* **AIM OF THE EXERCISE**
Rewrite the lines below, changing each "Isolate" to "Locate" and keeping everything else the same.

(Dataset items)
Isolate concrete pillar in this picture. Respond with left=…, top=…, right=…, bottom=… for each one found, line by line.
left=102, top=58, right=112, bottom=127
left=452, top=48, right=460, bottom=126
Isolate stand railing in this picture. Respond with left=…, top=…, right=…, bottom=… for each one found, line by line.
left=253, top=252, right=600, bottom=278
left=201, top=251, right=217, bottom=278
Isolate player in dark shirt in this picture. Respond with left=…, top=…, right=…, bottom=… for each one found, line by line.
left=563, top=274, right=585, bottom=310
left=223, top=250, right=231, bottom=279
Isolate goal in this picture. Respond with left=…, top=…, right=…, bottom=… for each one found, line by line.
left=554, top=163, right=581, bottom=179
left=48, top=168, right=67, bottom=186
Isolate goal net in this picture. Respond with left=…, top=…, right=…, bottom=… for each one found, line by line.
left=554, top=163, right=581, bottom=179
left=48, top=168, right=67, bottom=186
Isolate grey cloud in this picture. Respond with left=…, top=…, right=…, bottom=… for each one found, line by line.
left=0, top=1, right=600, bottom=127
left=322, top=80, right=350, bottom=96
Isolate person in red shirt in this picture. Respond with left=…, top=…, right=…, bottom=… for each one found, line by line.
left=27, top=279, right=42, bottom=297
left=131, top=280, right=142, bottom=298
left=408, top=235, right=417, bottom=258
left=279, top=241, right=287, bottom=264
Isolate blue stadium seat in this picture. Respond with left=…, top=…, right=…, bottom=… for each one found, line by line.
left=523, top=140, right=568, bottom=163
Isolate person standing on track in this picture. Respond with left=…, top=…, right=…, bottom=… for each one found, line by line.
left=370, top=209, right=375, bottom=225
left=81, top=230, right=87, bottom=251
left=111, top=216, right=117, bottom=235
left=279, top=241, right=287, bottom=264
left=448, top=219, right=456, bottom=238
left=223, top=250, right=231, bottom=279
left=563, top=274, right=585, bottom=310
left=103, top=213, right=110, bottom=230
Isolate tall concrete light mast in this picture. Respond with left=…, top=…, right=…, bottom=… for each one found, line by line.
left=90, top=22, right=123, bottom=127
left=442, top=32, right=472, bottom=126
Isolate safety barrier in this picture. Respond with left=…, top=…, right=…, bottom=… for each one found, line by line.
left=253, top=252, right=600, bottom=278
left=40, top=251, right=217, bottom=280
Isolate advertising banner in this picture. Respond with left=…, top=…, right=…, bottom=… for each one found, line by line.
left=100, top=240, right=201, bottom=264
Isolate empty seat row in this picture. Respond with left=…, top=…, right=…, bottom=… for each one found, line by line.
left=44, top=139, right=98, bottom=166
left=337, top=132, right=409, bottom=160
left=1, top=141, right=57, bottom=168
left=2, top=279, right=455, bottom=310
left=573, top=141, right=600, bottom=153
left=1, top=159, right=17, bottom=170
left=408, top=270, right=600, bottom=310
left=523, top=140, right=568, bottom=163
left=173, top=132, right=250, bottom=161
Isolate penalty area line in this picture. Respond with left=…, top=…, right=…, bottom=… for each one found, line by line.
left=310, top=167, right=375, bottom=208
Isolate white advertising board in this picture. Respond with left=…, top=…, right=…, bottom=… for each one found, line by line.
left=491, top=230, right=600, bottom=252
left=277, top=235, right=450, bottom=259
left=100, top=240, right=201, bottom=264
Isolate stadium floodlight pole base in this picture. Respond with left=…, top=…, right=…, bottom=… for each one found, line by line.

* **THE REPLY**
Locate concrete pillar in this picture. Respond with left=…, top=…, right=…, bottom=… for each one found, line by line.
left=102, top=58, right=112, bottom=127
left=452, top=48, right=460, bottom=126
Locate stand railing in this picture. Respond with left=…, top=…, right=…, bottom=… for each one found, line by line.
left=253, top=252, right=600, bottom=278
left=201, top=251, right=217, bottom=278
Locate player in dark shirt in this picture. Respond with left=…, top=…, right=…, bottom=… for each one found, line by line.
left=563, top=274, right=585, bottom=310
left=223, top=250, right=231, bottom=279
Locate goal in this picture. Respond with left=…, top=…, right=…, bottom=… for each one found, line by line.
left=554, top=163, right=581, bottom=179
left=48, top=168, right=67, bottom=186
Locate goal net in this picture. Respond with left=…, top=…, right=…, bottom=… for each one found, line by line.
left=554, top=163, right=581, bottom=179
left=48, top=168, right=67, bottom=186
Locate grey cloud in this picture. Respond with left=…, top=…, right=…, bottom=… for each one found, line by line.
left=0, top=1, right=600, bottom=127
left=322, top=80, right=350, bottom=96
Locate person in red shirt in this picture. Respond with left=…, top=…, right=…, bottom=… for each one found, line by line.
left=27, top=279, right=42, bottom=297
left=131, top=280, right=142, bottom=298
left=408, top=235, right=417, bottom=258
left=279, top=241, right=287, bottom=264
Locate blue stadium seat in this picture. Respond with left=…, top=…, right=…, bottom=… for each one found, line by line.
left=523, top=140, right=568, bottom=163
Locate person standing on track in this picture. Respond with left=…, top=…, right=…, bottom=… for each one found, line by line.
left=370, top=209, right=375, bottom=225
left=81, top=230, right=87, bottom=251
left=111, top=216, right=117, bottom=235
left=279, top=241, right=287, bottom=264
left=448, top=219, right=456, bottom=238
left=223, top=250, right=231, bottom=279
left=563, top=274, right=585, bottom=310
left=103, top=213, right=110, bottom=230
Locate tall concrete light mast in this picture. Respond with left=…, top=…, right=…, bottom=… for each one found, line by line.
left=90, top=22, right=123, bottom=127
left=442, top=32, right=472, bottom=126
Locate safety barrier in this picture. Respond with left=…, top=…, right=…, bottom=… for each one found, line by line.
left=253, top=252, right=600, bottom=278
left=40, top=251, right=217, bottom=280
Locate advertising banner in this picture. Respond with left=…, top=…, right=…, bottom=… for each one found, line by line.
left=100, top=240, right=201, bottom=264
Locate empty seat row in this picture. Respond with left=…, top=…, right=…, bottom=… for each one found, line by line.
left=44, top=139, right=98, bottom=166
left=337, top=132, right=409, bottom=160
left=1, top=141, right=57, bottom=168
left=2, top=279, right=455, bottom=310
left=573, top=141, right=600, bottom=153
left=1, top=159, right=17, bottom=170
left=408, top=270, right=600, bottom=310
left=523, top=140, right=568, bottom=163
left=173, top=132, right=250, bottom=161
Locate penalty area line in this picture. Respond with left=…, top=…, right=…, bottom=… for each one found, line by line.
left=310, top=167, right=375, bottom=208
Locate white advertising board in this picture. Respond with left=…, top=…, right=…, bottom=… for each one found, line by line.
left=491, top=230, right=600, bottom=252
left=277, top=235, right=450, bottom=259
left=100, top=240, right=201, bottom=264
Locate stadium floodlight pole base in this picture. Respond with left=…, top=…, right=…, bottom=… for each one found, line by line.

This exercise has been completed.